[Dataset entries]
[Start of Attachment]
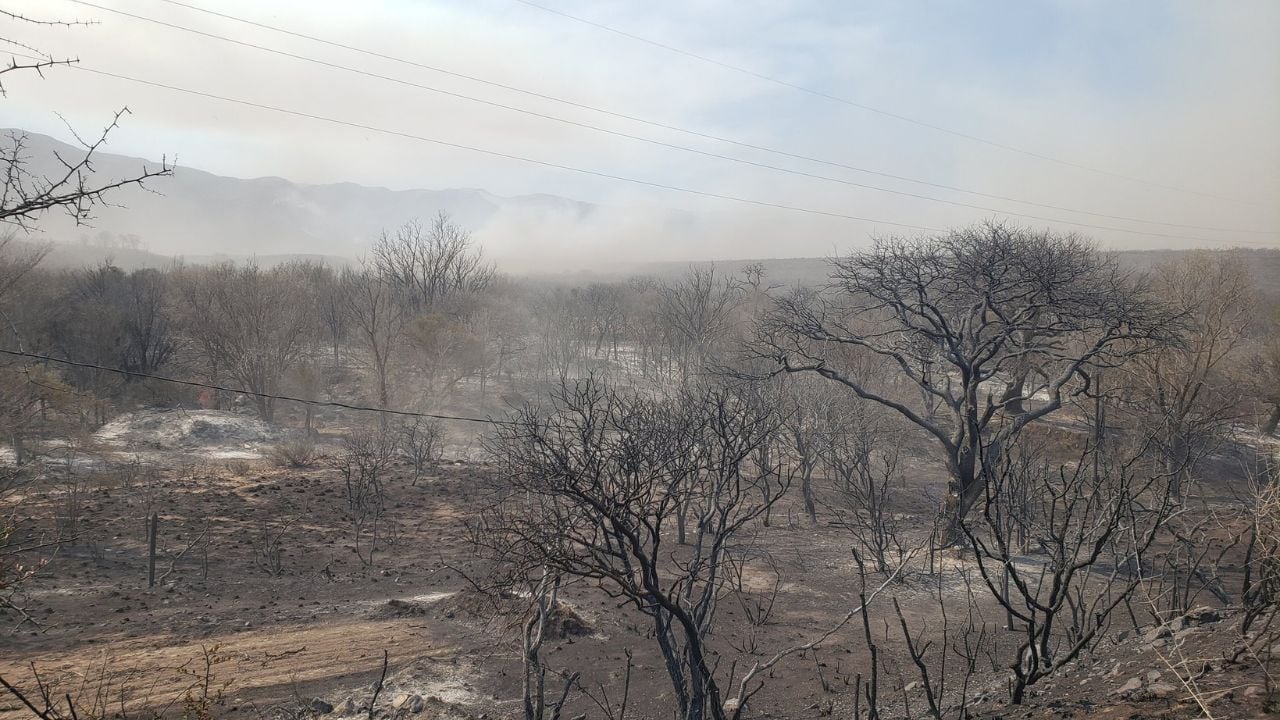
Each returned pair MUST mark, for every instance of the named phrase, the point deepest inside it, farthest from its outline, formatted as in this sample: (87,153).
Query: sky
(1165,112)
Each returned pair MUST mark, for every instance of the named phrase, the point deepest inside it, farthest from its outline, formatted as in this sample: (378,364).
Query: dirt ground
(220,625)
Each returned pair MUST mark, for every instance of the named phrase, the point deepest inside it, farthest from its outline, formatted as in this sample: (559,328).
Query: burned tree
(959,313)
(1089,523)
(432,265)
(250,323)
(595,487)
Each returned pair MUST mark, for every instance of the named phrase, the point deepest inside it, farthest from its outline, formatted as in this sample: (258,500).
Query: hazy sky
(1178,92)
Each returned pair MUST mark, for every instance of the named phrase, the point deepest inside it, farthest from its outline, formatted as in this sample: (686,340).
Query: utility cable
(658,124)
[End of Attachment]
:: Activity ::
Your answer must be an exact copy of the data above, minus its pictures.

:: Answer space ::
Each returned pair MUST mark, for every instance of the named phrase, the point deepest inside it, farthest from its outline, formatted as in this sample: (87,153).
Query: sky
(1165,112)
Each returned pair MUST mark, for every instance of the named phrase, the point deepest inside it, farthest from its outline, formatted as in this sample: (378,364).
Query: dirt ground
(220,625)
Each returned pair MUST mark, for every instance of the named phrase, the point deepest inside it, farthest from its outline, formatted as in this sample: (559,328).
Query: burned tree
(959,313)
(1089,523)
(432,265)
(250,323)
(595,487)
Each returned pair MUST mark, for every instance of the named phrase, the point deepest inside it, farthest from its outline, formatted as in this sample: (258,500).
Query: hazy sky
(1178,92)
Each returned pair MUST mark, for every instance of the named phrase, the point deepest inside it, farthest from its outline, formatted as in this sample: (686,340).
Query: utility cable
(658,124)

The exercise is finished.